_PROBLEM TO SOLVE_. From the listing below, set down exactly the lines between the one holding "point at the sunlight on water" and the one holding "point at the rocky ridge", inclusive. No other line is wanted.
:: SUPPLIED RECORDS ::
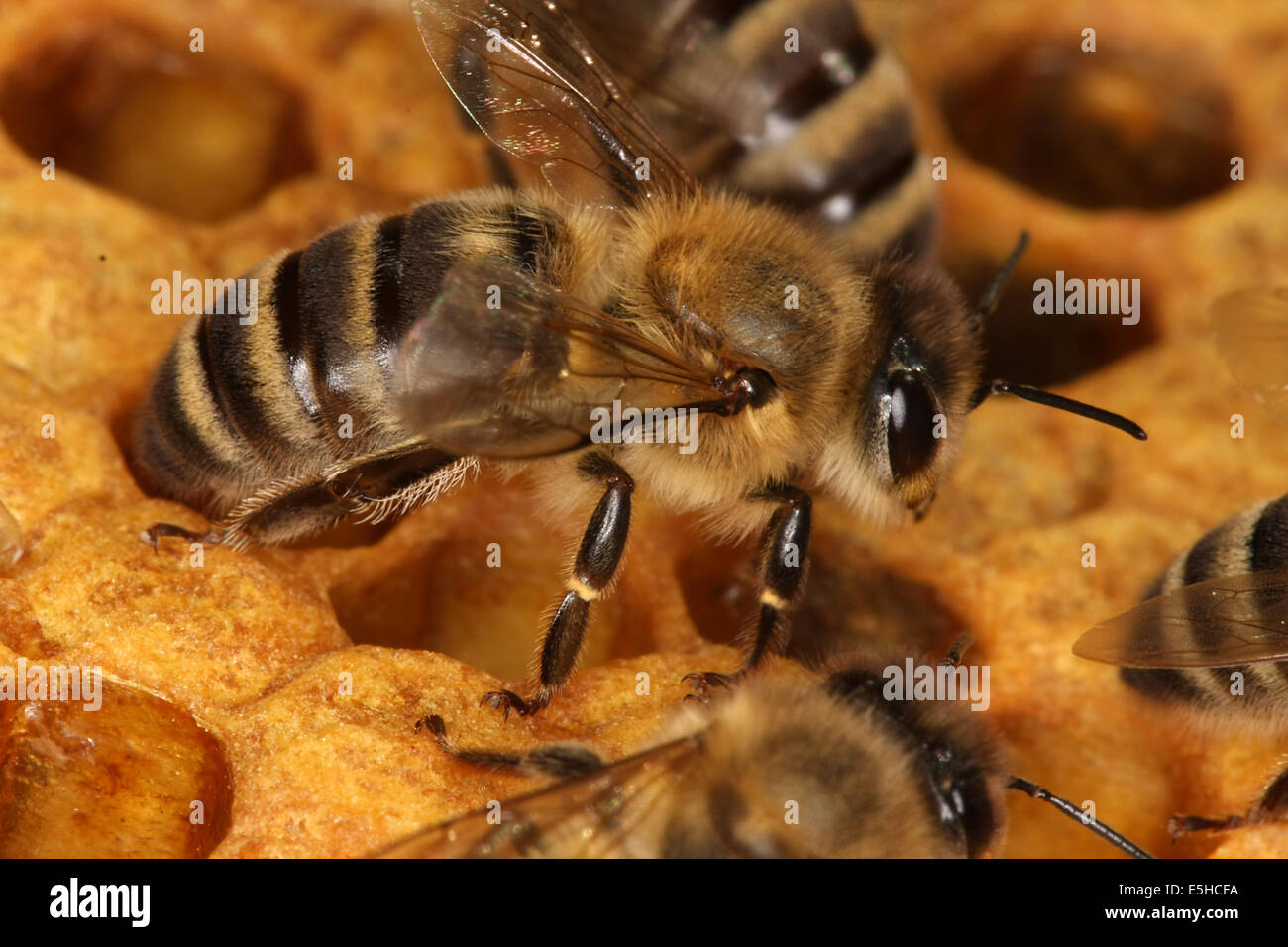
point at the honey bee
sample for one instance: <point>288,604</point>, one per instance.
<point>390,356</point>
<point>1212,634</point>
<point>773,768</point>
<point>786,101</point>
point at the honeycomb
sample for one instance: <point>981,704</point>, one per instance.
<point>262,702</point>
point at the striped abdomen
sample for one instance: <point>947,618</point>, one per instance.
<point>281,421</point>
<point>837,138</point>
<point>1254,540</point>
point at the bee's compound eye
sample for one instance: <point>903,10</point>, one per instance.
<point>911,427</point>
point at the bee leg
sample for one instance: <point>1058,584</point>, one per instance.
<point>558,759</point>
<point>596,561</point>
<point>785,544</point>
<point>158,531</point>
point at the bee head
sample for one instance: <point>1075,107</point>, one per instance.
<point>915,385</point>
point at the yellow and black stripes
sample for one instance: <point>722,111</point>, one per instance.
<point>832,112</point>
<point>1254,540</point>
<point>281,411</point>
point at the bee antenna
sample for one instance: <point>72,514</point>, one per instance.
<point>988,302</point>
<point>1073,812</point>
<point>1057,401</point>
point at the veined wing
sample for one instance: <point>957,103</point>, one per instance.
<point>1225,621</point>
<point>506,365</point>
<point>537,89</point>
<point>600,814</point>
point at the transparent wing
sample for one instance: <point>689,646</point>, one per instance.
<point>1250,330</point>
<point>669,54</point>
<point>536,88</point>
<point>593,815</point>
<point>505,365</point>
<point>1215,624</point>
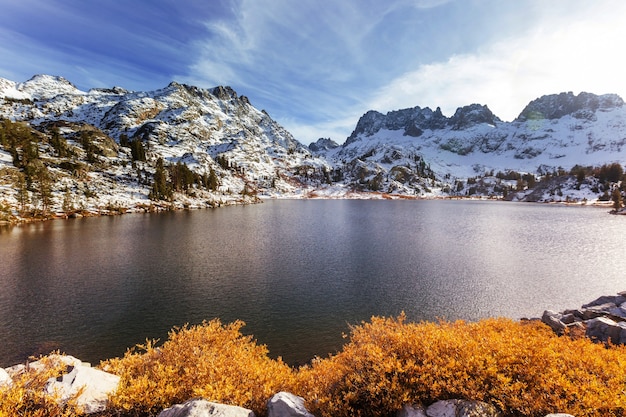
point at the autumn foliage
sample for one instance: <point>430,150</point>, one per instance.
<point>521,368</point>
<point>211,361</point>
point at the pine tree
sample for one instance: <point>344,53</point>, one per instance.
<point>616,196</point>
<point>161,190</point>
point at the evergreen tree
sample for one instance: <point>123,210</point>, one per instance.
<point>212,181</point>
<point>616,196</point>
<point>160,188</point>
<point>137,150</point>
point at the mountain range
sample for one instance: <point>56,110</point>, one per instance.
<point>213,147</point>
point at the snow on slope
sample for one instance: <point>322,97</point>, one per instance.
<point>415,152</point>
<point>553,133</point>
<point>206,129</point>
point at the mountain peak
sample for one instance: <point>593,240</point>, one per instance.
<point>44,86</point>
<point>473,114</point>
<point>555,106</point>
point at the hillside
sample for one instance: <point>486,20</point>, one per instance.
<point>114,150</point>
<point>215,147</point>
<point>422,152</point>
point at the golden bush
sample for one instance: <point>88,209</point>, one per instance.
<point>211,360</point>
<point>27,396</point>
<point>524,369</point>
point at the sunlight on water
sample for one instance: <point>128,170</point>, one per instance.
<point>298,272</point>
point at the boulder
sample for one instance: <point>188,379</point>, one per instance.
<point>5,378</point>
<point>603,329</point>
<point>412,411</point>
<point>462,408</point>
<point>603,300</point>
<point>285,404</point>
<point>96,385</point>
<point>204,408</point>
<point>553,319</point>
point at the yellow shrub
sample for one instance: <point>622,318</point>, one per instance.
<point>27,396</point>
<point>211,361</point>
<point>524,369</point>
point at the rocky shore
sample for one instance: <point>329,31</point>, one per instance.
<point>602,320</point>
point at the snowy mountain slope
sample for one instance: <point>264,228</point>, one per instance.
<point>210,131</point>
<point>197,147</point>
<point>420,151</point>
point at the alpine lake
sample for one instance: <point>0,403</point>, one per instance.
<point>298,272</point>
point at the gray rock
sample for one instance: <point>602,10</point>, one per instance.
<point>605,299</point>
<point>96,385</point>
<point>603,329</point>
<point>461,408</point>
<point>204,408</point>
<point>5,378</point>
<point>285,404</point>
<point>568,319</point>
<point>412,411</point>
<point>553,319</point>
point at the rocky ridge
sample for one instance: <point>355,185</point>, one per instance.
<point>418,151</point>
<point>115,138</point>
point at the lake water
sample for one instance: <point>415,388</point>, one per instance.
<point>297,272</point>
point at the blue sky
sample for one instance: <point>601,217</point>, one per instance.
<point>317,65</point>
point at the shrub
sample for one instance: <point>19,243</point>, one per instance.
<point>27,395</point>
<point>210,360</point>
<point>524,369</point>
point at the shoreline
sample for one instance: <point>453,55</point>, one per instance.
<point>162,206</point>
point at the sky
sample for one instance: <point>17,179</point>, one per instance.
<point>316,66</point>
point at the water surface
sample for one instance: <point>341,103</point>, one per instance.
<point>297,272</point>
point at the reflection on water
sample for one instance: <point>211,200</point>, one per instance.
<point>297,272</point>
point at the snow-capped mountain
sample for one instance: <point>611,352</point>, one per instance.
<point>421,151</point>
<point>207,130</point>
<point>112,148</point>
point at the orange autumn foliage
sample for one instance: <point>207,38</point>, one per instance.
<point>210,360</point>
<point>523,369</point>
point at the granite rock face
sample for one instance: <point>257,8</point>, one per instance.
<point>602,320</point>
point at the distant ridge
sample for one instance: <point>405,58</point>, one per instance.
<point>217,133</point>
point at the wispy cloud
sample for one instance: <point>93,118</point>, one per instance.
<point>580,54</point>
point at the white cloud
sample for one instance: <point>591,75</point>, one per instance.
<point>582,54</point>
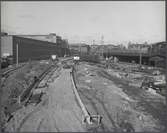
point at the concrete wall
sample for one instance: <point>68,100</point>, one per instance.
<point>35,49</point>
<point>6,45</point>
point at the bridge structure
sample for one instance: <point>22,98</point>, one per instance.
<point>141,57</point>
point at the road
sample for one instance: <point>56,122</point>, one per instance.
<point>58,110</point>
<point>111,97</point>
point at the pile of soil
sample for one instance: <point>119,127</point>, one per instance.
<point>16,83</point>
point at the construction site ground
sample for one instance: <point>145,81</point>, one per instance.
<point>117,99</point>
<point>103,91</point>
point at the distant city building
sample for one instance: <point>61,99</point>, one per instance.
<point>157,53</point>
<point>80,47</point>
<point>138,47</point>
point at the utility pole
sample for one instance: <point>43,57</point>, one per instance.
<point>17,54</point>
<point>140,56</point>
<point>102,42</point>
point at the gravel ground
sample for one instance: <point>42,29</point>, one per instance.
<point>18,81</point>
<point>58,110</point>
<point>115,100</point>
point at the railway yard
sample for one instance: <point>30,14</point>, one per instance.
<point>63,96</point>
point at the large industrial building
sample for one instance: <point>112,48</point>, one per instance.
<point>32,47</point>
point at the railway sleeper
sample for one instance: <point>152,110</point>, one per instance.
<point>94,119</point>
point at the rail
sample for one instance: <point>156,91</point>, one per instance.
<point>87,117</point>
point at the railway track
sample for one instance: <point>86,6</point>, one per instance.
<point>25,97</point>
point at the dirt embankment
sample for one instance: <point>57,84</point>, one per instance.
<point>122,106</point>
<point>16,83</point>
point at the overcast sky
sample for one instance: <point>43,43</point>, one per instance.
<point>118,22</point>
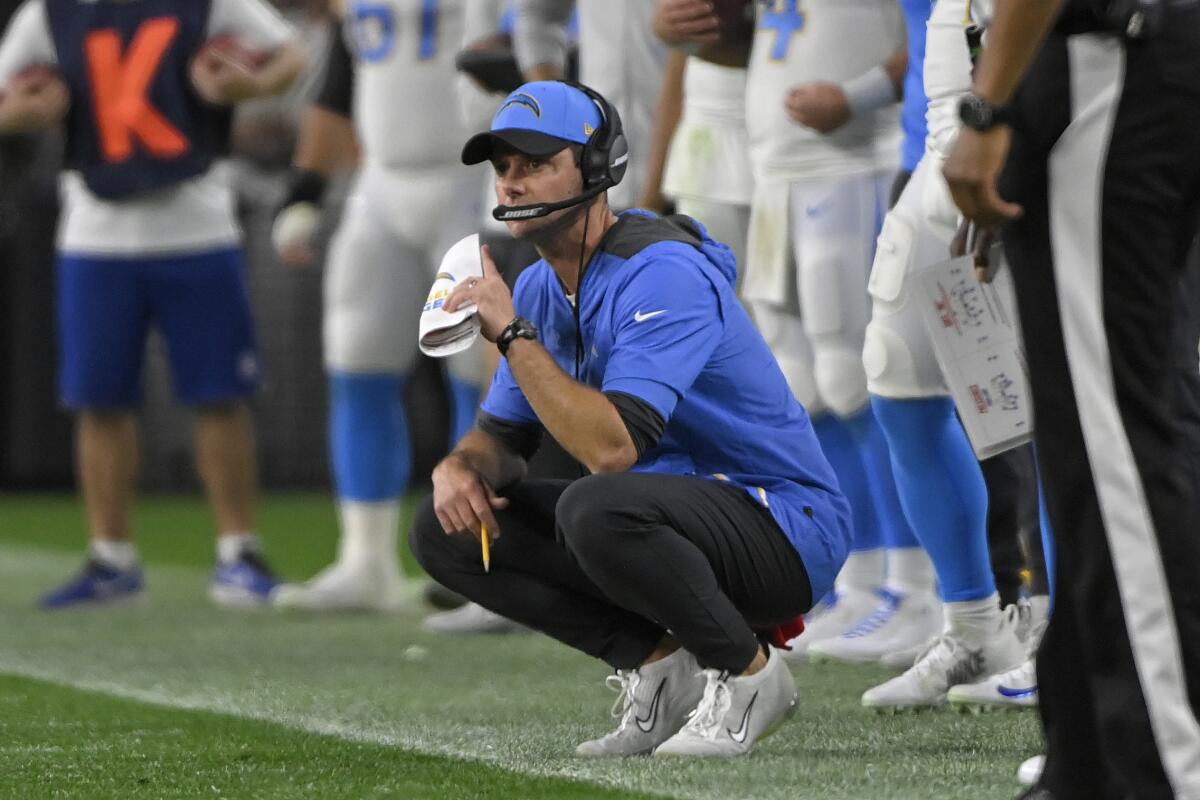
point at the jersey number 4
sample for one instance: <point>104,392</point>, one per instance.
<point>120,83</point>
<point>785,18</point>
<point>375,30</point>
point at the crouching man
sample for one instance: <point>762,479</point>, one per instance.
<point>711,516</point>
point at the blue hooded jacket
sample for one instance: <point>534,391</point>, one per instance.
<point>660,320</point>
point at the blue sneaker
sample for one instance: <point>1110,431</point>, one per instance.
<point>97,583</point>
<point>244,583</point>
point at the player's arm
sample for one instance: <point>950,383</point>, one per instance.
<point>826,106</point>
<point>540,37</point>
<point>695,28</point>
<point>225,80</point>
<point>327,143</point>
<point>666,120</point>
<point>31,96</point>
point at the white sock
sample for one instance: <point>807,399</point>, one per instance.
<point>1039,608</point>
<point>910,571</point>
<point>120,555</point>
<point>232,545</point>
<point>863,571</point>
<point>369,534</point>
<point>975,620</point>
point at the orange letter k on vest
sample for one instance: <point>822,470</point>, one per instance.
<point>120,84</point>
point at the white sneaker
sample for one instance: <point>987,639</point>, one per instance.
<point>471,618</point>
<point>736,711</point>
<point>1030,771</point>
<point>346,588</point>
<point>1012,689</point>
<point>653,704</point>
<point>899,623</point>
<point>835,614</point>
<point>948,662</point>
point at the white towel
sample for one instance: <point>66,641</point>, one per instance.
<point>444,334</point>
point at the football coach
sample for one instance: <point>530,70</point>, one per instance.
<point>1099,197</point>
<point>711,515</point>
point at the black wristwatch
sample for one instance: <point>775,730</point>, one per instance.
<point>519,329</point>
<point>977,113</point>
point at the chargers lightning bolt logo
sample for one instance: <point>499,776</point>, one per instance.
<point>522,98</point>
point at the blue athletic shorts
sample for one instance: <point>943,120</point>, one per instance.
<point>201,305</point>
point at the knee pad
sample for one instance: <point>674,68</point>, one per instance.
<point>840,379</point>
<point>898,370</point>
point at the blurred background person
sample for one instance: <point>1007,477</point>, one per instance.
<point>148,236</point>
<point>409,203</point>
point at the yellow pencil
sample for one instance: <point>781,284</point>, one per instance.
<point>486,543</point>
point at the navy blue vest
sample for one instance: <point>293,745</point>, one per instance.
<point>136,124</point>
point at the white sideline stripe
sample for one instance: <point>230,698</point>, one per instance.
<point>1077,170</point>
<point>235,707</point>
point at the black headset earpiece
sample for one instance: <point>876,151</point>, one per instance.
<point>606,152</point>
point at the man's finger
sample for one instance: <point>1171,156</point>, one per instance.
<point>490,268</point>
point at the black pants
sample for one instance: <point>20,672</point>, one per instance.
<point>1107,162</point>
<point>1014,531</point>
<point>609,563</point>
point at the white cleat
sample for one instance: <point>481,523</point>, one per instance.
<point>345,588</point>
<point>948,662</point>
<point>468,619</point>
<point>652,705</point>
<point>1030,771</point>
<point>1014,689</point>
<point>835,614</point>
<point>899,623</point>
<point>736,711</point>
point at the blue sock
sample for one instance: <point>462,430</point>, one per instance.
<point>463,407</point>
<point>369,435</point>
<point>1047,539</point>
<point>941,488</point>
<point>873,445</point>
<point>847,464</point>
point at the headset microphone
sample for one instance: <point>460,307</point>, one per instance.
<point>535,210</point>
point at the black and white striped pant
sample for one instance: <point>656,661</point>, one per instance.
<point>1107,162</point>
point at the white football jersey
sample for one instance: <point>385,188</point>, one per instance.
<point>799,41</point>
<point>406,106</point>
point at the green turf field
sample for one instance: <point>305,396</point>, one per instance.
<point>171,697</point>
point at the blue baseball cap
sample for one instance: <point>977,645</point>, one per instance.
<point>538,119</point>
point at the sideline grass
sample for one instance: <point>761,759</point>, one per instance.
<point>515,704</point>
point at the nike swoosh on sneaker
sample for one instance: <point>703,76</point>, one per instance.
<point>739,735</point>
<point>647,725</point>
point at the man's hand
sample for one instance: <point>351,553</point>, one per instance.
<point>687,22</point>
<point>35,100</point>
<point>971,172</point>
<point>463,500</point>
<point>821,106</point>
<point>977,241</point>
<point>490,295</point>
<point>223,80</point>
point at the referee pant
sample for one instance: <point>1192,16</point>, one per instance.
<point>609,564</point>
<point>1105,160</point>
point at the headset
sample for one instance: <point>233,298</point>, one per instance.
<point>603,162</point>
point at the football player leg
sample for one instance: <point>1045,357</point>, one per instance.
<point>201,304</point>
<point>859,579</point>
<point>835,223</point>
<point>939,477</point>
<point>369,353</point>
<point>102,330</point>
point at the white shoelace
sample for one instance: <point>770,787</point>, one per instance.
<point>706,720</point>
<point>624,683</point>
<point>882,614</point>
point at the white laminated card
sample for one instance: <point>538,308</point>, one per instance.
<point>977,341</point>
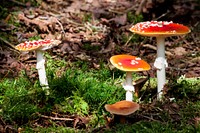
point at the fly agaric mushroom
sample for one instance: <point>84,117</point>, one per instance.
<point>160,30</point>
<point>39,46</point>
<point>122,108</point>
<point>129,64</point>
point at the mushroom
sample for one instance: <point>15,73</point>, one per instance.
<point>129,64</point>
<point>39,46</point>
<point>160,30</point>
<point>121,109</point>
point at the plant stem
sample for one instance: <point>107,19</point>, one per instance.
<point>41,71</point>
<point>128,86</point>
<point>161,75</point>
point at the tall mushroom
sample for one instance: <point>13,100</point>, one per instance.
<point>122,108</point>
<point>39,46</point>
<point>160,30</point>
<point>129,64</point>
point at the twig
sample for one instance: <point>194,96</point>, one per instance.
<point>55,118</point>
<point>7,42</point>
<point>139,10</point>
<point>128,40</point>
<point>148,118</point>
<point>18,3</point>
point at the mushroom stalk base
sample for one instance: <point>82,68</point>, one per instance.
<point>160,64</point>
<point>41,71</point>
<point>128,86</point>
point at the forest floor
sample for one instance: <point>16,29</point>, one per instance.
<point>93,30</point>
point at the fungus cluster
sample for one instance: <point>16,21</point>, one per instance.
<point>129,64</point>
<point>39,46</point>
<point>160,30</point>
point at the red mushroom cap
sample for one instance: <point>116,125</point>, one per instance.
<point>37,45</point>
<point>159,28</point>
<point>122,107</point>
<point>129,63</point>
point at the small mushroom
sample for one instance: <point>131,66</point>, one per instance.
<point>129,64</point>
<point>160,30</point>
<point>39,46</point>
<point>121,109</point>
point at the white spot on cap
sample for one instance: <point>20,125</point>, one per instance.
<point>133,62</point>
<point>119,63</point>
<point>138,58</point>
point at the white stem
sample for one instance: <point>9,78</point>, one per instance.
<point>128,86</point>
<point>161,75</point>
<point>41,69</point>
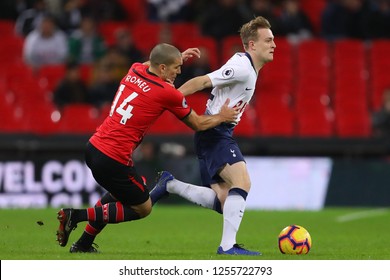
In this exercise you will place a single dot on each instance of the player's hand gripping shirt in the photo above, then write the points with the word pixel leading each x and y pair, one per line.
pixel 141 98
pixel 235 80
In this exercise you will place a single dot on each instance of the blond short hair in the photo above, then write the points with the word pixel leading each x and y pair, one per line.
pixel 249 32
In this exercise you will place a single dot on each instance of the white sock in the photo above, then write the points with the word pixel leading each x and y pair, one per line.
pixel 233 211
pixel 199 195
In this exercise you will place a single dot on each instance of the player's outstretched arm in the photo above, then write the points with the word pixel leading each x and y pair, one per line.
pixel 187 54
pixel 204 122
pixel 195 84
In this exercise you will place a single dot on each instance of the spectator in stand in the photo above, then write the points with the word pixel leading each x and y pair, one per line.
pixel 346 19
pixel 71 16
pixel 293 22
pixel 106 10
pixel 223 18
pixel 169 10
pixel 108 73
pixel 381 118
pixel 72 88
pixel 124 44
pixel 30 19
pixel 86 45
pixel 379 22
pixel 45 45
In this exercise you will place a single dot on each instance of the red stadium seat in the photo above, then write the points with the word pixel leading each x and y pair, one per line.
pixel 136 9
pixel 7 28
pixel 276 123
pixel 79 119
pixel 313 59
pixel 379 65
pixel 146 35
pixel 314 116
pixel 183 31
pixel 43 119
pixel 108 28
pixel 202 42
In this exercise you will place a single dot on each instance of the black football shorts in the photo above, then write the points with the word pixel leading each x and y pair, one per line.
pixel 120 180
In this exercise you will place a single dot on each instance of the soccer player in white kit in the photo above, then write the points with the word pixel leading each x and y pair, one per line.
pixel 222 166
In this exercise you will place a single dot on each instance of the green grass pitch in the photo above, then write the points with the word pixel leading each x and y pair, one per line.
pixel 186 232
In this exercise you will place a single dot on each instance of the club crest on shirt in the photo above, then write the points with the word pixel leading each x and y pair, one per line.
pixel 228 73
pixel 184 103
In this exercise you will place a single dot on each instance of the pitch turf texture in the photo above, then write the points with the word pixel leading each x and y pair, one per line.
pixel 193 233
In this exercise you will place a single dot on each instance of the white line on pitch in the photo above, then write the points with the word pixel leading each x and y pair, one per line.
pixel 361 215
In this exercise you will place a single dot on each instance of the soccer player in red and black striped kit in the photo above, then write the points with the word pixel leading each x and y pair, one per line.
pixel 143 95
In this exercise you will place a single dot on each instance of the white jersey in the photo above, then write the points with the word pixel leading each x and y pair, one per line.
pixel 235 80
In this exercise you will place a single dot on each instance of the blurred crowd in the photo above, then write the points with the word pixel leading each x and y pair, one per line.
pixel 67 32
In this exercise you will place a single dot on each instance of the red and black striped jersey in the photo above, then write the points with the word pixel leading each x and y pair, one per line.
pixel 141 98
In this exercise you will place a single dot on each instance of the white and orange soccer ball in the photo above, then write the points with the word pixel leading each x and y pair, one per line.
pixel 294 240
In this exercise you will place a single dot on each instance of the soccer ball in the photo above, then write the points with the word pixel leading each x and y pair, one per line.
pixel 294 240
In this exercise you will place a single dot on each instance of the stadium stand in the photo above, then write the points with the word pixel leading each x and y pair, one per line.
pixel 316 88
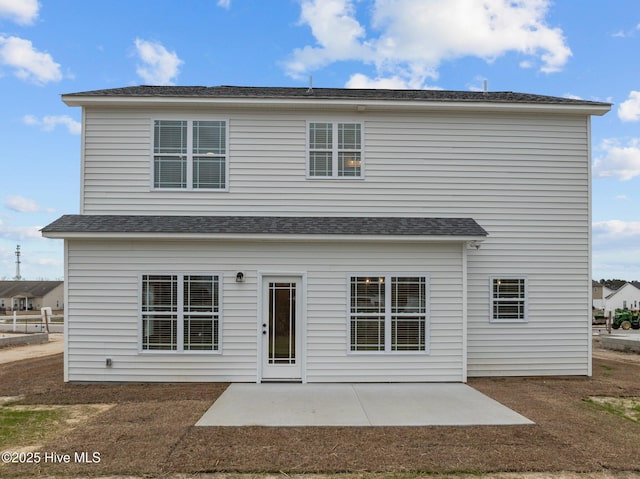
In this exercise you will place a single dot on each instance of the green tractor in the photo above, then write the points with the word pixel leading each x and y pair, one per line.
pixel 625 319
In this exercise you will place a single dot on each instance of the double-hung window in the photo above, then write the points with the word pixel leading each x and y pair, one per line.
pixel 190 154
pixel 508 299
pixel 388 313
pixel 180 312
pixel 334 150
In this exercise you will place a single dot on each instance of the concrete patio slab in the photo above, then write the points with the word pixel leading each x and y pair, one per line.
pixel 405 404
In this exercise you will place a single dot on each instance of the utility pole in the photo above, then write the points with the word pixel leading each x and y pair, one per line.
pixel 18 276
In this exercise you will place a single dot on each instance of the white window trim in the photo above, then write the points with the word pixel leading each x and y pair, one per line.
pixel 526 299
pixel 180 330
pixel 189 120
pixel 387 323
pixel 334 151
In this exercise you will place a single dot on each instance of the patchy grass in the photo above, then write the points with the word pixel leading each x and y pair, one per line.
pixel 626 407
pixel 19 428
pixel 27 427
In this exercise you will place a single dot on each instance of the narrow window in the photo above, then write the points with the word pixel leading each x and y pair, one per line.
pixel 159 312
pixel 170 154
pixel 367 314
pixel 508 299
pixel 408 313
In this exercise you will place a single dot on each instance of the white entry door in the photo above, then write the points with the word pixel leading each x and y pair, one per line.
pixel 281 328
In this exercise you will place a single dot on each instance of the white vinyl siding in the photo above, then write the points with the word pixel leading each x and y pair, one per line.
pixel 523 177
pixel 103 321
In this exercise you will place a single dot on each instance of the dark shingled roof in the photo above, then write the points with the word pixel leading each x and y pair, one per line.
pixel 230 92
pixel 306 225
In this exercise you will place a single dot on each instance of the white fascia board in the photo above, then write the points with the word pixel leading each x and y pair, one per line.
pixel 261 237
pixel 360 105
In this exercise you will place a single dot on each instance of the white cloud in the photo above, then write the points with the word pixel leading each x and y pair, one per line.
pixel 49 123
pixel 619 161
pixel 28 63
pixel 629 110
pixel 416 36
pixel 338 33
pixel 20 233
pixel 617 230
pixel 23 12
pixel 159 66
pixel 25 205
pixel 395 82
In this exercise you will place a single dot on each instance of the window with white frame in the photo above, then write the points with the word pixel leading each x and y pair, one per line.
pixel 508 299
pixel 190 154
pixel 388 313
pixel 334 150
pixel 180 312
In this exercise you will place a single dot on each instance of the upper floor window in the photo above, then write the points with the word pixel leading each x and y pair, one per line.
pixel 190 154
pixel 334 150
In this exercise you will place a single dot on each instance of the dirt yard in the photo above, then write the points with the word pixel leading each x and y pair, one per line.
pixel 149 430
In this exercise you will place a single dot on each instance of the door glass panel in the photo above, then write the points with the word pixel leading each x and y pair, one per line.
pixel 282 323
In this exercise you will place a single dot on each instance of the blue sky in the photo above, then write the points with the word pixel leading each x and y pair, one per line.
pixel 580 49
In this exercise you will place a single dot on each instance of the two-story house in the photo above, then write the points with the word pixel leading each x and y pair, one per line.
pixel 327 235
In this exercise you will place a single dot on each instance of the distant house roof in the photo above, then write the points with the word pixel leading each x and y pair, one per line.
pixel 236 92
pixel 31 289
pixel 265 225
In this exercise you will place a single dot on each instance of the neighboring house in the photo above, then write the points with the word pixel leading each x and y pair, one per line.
:::
_SOLUTION FOR THIS TASK_.
point at the sunlight on water
sample for one instance: <point>128,170</point>, one per instance.
<point>298,272</point>
point at the boulder
sample for one instance: <point>188,379</point>, one per instance.
<point>5,378</point>
<point>603,329</point>
<point>412,411</point>
<point>462,408</point>
<point>603,300</point>
<point>285,404</point>
<point>96,385</point>
<point>204,408</point>
<point>553,319</point>
point at the yellow shrub
sample for one instance: <point>622,318</point>, one per instance.
<point>27,396</point>
<point>211,361</point>
<point>524,369</point>
point at the rocky shore
sample for one instance: <point>329,31</point>, one per instance.
<point>602,320</point>
point at the snowy mountain slope
sample for one instance: <point>264,228</point>, one per instance.
<point>210,131</point>
<point>197,147</point>
<point>420,151</point>
point at the alpine lake
sample for one instance: <point>0,403</point>, one per instance.
<point>298,272</point>
point at the gray rock
sample for one instance: <point>602,10</point>, one per instance.
<point>605,299</point>
<point>96,385</point>
<point>603,329</point>
<point>461,408</point>
<point>204,408</point>
<point>5,378</point>
<point>285,404</point>
<point>568,319</point>
<point>412,411</point>
<point>553,319</point>
point at the rocky ridge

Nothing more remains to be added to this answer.